TASK DIRECTIONS:
Each line of the data below either holds "every" or does not. Report how many do, and only that.

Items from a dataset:

= = =

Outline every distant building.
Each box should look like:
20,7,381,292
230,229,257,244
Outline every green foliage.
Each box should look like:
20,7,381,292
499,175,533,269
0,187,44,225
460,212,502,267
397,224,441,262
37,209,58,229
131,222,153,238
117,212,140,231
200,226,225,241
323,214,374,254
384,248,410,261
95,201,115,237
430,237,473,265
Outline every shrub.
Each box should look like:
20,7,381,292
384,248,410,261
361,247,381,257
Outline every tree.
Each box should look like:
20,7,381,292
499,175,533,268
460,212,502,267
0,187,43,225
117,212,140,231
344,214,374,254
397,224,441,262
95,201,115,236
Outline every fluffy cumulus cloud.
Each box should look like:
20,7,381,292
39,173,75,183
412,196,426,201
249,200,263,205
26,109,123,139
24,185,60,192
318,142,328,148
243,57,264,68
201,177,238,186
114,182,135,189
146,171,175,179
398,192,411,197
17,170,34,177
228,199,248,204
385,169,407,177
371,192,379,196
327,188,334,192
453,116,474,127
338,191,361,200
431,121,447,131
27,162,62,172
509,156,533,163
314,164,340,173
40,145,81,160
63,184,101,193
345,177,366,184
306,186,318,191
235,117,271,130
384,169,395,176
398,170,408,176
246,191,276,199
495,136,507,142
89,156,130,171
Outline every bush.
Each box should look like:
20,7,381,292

= = =

EXERCISE SOLUTION:
6